Exercice proposé 1 =>
Indiquez si chacune des affirmations suivantes concorde avec le texte sur la fauche du fourrage, en répondant par oui ou non et en citant les mots décisifs du texte. (a) Une fauche précoce peut être envisagée quand le cumul des températures atteint entre 800 et 900 °C. (b) Plus on attend pour faucher, plus le rendement baisse. (c) Il vaut mieux laisser passer une bonne fenêtre météo si la récolte serait un peu précoce.
Exercice proposé 2 =>
Dressez la liste complète des techniques de récolte du fourrage que nomme le texte sur la fauche du fourrage.

Texte fourni =>
+-------+

Fourrage : quelle fauche pour quels besoins ?
Quand faucher ? Quelle technique privilégier en fonction de tel ou tel besoin ? Claire Leroy, ingénieur-conseil à la Chambre d’agriculture de la Somme, qui fait partie du groupe Herbe régional, donne des clés pour optimiser sa récolte de fourrage.
Quand peut-on faucher une prairie permanente ?
Le cumul des températures (somme des températures quotidiennes, comprises entre 0 et 18°C depuis le 1er février) est un premier repère. S’il atteint entre 800 et 900 °C, une fauche précoce peut être envisagée. Dans la Somme, la station d’Abbeville affichait 879°C le 3 mai. Les premières fauches peuvent donc être prévues. Ensuite, tout dépend du choix que fait l’agriculteur. S’il veut privilégier la qualité nutritionnelle, il peut faucher du stade épi 10 cm dans la gaine jusqu’au stade début épiaison, pour un ensilage. Plus on attend, plus le taux de MAT (matière azotée totale) et la valeur UF (Unité fourragère) diminue, mais le rendement sera plus élevé. Le raisonnement est à faire en fonction des besoins de l’exploitation : certains vont privilégier la qualité pour des animaux à forts besoins, d’autres un fourrage plus fibreux pour les rations acidogènes ou miser sur plus de rendement pour faire des stocks. Au-delà de la théorie c’est le temps qui décide et il ne faut pas laisser passer une bonne fenêtre météo même si la récolte est un peu précoce.
Ensilage, enrubannage, foin… Quels sont les avantages et les inconvénients de chacun ?

+-------+

Enregistrements conservés =>
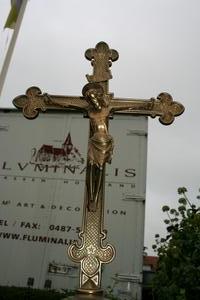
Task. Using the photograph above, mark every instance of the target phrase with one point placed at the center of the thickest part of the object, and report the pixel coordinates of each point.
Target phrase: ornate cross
(99, 105)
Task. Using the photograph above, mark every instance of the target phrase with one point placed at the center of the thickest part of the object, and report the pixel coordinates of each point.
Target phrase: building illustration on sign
(49, 154)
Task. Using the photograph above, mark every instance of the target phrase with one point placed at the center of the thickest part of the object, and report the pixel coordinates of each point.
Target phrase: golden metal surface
(91, 252)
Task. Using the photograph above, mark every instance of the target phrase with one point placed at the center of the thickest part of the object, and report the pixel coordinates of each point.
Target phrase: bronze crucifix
(99, 105)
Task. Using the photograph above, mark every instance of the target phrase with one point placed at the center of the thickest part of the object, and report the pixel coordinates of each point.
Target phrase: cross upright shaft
(99, 105)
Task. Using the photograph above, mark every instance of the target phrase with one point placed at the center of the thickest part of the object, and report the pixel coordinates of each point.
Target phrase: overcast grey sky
(159, 46)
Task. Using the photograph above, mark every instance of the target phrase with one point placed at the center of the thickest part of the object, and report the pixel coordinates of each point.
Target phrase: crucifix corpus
(99, 105)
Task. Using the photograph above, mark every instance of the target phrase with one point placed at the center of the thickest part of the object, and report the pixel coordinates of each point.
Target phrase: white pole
(11, 47)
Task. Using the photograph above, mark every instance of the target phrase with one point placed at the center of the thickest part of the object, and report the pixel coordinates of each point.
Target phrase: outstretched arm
(34, 101)
(163, 106)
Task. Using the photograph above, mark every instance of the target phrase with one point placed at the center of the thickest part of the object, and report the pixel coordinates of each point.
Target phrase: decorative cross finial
(101, 59)
(99, 105)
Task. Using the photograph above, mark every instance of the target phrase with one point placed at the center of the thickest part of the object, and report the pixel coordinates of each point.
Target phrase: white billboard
(42, 178)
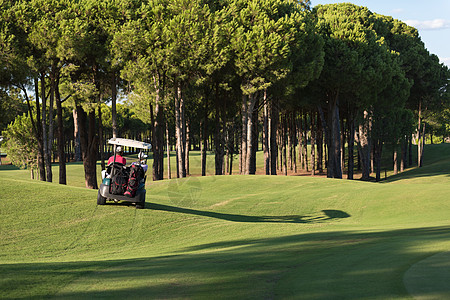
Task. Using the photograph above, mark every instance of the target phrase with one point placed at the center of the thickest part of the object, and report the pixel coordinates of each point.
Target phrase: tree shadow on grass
(327, 215)
(324, 265)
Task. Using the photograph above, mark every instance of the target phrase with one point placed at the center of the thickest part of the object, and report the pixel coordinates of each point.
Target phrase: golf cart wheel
(140, 205)
(100, 199)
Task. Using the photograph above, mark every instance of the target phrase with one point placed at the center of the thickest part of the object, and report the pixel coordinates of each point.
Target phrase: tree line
(233, 74)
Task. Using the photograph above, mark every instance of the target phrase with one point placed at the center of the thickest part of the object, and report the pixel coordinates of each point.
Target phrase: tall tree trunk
(113, 104)
(255, 134)
(61, 140)
(395, 161)
(334, 153)
(351, 145)
(41, 163)
(319, 143)
(89, 145)
(187, 148)
(283, 144)
(100, 137)
(51, 120)
(403, 149)
(289, 141)
(179, 130)
(218, 143)
(326, 131)
(420, 137)
(273, 125)
(378, 146)
(364, 146)
(266, 148)
(300, 133)
(305, 142)
(47, 159)
(204, 138)
(243, 148)
(250, 134)
(169, 171)
(90, 162)
(313, 143)
(76, 136)
(293, 127)
(157, 120)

+-------+

Réponse attendue 1 =>
(a) Oui : « S’il atteint entre 800 et 900 °C, une fauche précoce peut être envisagée. »
(b) Non : « Plus on attend, plus le taux de MAT (matière azotée totale) et la valeur UF (Unité fourragère) diminue, mais le rendement sera plus élevé. »
(c) Non : « il ne faut pas laisser passer une bonne fenêtre météo même si la récolte est un peu précoce. »

Réponse attendue 2 =>
Ensilage, enrubannage, foin.